- TEXTE CITÉ -
######

Tout comme la Suède, le Danemark, les pays Baltes et la Pologne, la Finlande a entrepris ces dernières années de moderniser son armée et multiplié les initiatives pour se rapprocher –sans adhérer– de l’Otan.

Les éléments de langage politiques demeurent, eux, à tout le moins prudents à l’endroit de la Russie, cinquième partenaire commercial du pays nordique.

« Nous sommes prêts à nous défendre, mais nous ne spéculons pas sur la nature du conflit, ni les pays », élude le ministre finlandais des Affaires étrangères, Timo Soini, dans un entretien à l’AFP.

« Nous sommes deux nations indépendantes et nous ne nous demandons pas la permission » avant de prendre telle ou telle orientation stratégique, ajoute-t-il.

« Grand voisin dont on se méfie »

Après avoir été suédoise pendant six siècles -jusqu’en 1809, puis Grand-Duché russe jusqu’en 1917, la Finlande n’a acquis son indépendance qu’à la fin de la Première Guerre mondiale, après la chute de l’empire tsariste russe.

Reconnu indépendant par l’URSS en 1918, le pays nordique a dû nouveau combattre « ce grand voisin » pendant l’hiver 1939-1940, puis de juin 1941 à septembre 1944, afin d’éviter d’être occupée par les communistes.

Le traité de Paris en 1947 a reconnu la défaite de la Finlande à la fin de la Deuxième Guerre mondiale, et le pays a dû payer d’importantes dettes de guerre à l’URSS et lui rétrocéder définitivement 10% de son territoire, en particulier la Carélie orientale (est).

Le coût humain et territorial de ces conflits reste très présent dans la mémoire collective des 5,5 millions de Finlandais. Un vieil adage dit ici: « Rien de bon ne vient de l’est, sinon le soleil ».

« Du point de vue finlandais, [la Russie] n’est pas une vraie menace mais disons un grand voisin dont on se méfie toujours un peu, et avec lequel on a un passé commun qui n’a pas toujours été facile », résume Barbara Knuz, spécialiste des pays nordiques à l’Institut français des relations internationales (IFRI).

Soucieux de ne pas réveiller l’ogre russe, les dirigeants finlandais s’abstiennent de toute critique publique pendant la Guerre froide, une réserve théorisée sous le terme de « finlandisation ».

La dislocation de l’Union soviétique en 1991 change la donne. Tout en demeurant militairement non-alignée, la Finlande rejoint rapidement le bloc européen (1995), puis abandonne son markka au profit de l’euro (2002).

La frontière finlando-russe est dès lors la plus longue (1.340 km) que partagent l’Union européenne et la Russie. Grâce à son ancrage occidental, la Finlande entend s’assurer un « bouclier » diplomatique et sécuritaire.

######

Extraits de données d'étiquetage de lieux
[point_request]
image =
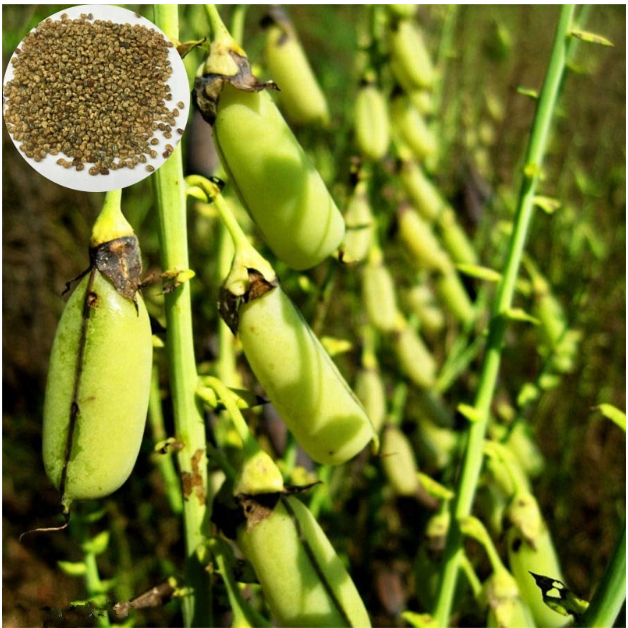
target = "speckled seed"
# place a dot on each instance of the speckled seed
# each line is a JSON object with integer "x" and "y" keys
{"x": 74, "y": 104}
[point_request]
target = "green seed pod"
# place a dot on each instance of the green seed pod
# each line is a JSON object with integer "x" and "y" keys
{"x": 411, "y": 128}
{"x": 304, "y": 581}
{"x": 401, "y": 11}
{"x": 422, "y": 100}
{"x": 419, "y": 241}
{"x": 370, "y": 390}
{"x": 506, "y": 608}
{"x": 97, "y": 391}
{"x": 380, "y": 300}
{"x": 421, "y": 302}
{"x": 360, "y": 227}
{"x": 530, "y": 549}
{"x": 372, "y": 126}
{"x": 420, "y": 190}
{"x": 435, "y": 445}
{"x": 455, "y": 239}
{"x": 410, "y": 62}
{"x": 300, "y": 94}
{"x": 415, "y": 360}
{"x": 298, "y": 376}
{"x": 277, "y": 184}
{"x": 399, "y": 462}
{"x": 452, "y": 293}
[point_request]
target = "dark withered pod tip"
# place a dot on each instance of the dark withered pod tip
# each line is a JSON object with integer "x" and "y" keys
{"x": 207, "y": 88}
{"x": 229, "y": 304}
{"x": 120, "y": 261}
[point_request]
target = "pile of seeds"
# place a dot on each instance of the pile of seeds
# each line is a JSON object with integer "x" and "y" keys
{"x": 92, "y": 90}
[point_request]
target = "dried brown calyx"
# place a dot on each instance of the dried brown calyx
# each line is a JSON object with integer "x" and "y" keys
{"x": 229, "y": 303}
{"x": 120, "y": 261}
{"x": 208, "y": 86}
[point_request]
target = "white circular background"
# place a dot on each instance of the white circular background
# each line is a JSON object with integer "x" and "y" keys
{"x": 123, "y": 177}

######

- CONSIGNE -
Prolongez le texte sur la Finlande face à la Russie, en reprenant juste après sa dernière phrase.

- RÉPONSE ATTENDUE -
« [La Finlande] fait partie de l’Ouest et [elle] a besoin du pouvoir de l’Ouest afin d’assurer la stabilité vis-à-vis de la Russie », analyse ainsi Markku Kivinen, directeur de l’institut Aleksanteri à Helsinki.

Neutralité pragmatique

Contrairement aux pays Baltes, qui n’ont recouvré leur indépendance qu’au début des années 1990, la Finlande n’entend pas pour autant franchir le Rubicon et adhérer à l’Alliance atlantique, tant elle craint la réaction russe.

D’après un dernier sondage publié fin novembre par la télévision publique Yle, seuls 22% des Finlandais ont une bonne opinion de l’Otan (-3 points en un an). La doctrine de non-alignement militaire fait consensus dans le pays.

« Nous devons rester indépendants. On ne sait jamais ce qu’il peut se passer avec la Russie », témoigne Heini Vahtera, une trentenaire vivant à Helsinki.

Une adhésion « susciterait une réaction assez brutale de la part des Russes », prévient Jean de Gliniasty, spécialiste de la Russie à l’Institut des relations internationales et stratégiques (IRIS) et ancien ambassadeur de France à Moscou.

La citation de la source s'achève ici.